**Dataset listing:**
....

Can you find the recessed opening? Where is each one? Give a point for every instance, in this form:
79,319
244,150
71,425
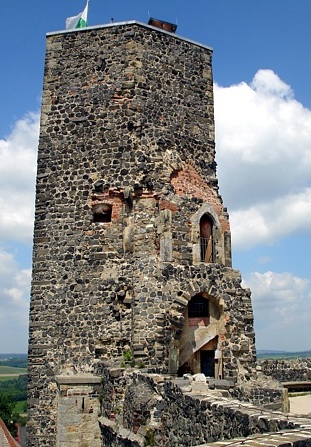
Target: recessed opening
102,213
206,239
198,307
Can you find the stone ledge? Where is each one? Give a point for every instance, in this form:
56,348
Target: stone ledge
77,379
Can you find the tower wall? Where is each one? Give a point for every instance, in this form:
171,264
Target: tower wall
126,170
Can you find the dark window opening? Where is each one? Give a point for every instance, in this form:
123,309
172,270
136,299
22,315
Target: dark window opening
206,239
102,213
198,307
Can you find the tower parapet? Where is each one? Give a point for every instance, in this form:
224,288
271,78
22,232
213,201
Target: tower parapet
132,250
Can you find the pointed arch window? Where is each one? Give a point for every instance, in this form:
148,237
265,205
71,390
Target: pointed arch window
206,239
102,213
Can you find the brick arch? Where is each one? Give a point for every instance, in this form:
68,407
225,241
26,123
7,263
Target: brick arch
181,301
206,209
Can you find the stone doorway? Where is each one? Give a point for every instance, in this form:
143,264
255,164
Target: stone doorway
207,363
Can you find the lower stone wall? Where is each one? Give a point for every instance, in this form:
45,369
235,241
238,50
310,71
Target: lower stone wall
152,410
286,370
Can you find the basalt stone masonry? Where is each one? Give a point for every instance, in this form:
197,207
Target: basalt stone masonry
132,251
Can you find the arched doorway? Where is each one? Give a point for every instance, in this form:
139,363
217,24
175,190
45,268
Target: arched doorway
206,239
199,338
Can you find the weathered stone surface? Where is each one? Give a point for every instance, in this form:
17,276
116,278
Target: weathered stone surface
126,171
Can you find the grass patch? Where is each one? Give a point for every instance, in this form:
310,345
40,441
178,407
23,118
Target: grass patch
7,370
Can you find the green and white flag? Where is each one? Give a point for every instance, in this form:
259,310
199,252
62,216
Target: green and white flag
79,21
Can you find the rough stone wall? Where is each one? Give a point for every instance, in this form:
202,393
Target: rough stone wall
155,411
287,370
126,124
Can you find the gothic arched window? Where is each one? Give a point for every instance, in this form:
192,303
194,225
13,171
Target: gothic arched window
206,239
102,212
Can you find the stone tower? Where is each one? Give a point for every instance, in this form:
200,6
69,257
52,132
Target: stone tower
132,255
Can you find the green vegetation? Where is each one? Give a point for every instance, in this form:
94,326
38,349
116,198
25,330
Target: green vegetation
13,395
283,355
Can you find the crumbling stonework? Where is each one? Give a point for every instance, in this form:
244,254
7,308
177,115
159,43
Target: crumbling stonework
132,250
294,370
141,409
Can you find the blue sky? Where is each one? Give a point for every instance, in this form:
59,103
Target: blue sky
261,67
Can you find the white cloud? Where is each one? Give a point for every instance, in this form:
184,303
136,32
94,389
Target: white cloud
14,304
264,158
282,306
269,221
263,153
17,179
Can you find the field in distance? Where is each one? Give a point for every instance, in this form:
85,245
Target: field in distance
270,354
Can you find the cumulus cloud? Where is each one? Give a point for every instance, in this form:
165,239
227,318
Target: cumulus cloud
282,305
14,304
17,179
264,158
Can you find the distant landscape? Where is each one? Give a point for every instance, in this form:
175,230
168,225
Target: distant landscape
270,354
13,383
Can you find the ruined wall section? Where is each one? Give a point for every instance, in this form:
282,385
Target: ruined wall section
127,114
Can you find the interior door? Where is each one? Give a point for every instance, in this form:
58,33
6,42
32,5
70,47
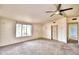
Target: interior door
54,32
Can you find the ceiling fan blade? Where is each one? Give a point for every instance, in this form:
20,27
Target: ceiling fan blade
52,15
60,13
66,9
49,11
59,6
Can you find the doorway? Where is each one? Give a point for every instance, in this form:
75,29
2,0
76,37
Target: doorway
72,33
54,32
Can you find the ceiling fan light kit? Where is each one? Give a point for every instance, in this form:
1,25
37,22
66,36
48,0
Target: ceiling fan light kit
58,11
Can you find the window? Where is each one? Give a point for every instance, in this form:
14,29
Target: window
23,30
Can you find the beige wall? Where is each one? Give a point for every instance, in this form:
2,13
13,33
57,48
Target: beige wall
7,32
62,29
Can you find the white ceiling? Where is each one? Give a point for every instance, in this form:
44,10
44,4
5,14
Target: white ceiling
35,13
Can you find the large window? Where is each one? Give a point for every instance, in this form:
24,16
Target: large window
23,30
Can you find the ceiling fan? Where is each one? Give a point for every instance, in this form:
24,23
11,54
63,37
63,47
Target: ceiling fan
58,11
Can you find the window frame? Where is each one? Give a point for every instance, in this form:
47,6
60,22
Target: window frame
22,23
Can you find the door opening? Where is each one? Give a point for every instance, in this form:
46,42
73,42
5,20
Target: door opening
72,33
54,32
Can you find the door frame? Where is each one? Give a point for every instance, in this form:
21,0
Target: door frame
68,29
52,31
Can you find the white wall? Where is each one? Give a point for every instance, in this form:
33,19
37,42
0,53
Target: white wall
62,29
7,32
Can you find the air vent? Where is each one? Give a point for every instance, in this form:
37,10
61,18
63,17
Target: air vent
74,19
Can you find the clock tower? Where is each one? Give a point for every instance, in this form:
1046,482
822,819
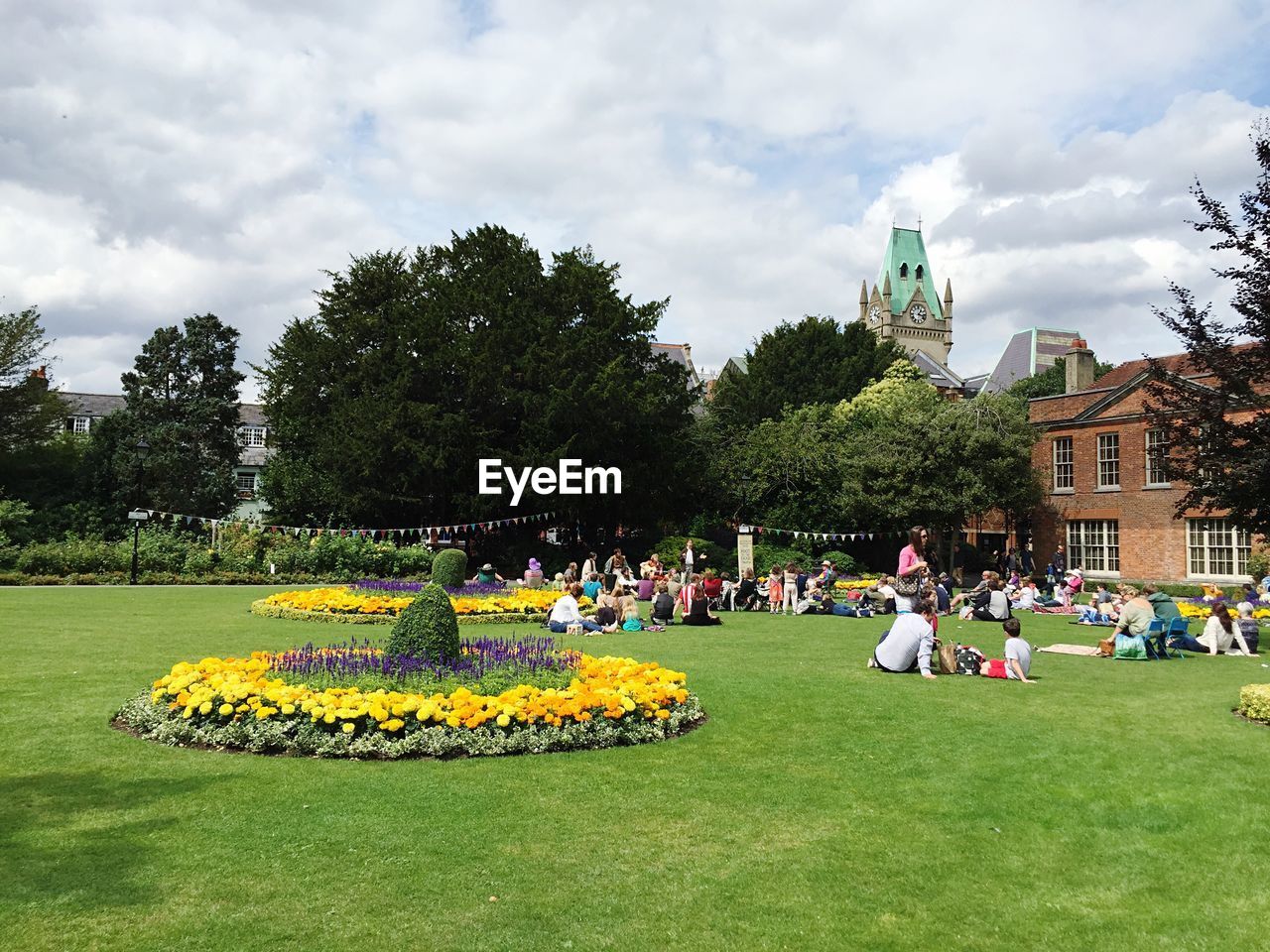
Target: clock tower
903,303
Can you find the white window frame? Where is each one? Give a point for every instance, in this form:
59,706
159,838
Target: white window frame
1107,460
1093,544
1216,548
1156,458
1058,462
253,435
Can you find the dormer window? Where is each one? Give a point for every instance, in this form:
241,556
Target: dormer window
252,435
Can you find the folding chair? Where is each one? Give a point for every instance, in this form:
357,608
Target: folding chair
1155,642
1178,626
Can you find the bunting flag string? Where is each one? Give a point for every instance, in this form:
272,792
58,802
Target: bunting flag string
421,532
833,536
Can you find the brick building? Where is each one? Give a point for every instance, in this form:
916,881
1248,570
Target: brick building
1107,492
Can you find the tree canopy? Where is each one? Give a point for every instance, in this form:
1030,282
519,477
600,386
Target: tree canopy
815,361
894,454
30,412
182,398
417,366
1216,434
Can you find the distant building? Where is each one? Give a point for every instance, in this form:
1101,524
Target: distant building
1029,352
86,409
905,306
1109,495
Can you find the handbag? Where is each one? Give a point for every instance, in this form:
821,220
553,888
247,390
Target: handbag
948,658
908,585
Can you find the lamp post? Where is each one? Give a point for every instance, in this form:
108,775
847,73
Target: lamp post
139,516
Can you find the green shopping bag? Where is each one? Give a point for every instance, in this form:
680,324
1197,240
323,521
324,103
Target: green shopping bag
1130,648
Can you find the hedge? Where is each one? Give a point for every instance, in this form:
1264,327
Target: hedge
295,615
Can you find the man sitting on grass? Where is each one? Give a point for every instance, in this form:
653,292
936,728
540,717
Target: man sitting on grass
1017,661
910,643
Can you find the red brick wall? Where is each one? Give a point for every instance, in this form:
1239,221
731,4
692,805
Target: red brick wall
1152,540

....

**Do this:**
Recast the lines of the listing, from the line containing "Can you find the green shopping" through the end of the listing, as a JSON list of strings with one string per line and blank lines omitted.

**Answer to the task:**
[
  "Can you find the green shopping bag? Where is each one? Give a point for every instance, in this form:",
  "680,324",
  "1197,240",
  "323,521",
  "324,103",
  "Target: green shopping bag",
  "1130,648",
  "Can you find the hedge? Where is each one? Give a point for every instance, in this form:",
  "1264,327",
  "Target: hedge",
  "295,615",
  "Can you find the man sitting on grass? Where is each one? Give a point for every instance, in this form:",
  "653,292",
  "936,728",
  "540,717",
  "Target: man sitting on grass",
  "1017,661",
  "910,643",
  "Can you find the red brick wall? Where is each one? Give a point for every instance, in this form:",
  "1239,221",
  "731,4",
  "692,805",
  "Target: red brick wall",
  "1152,540"
]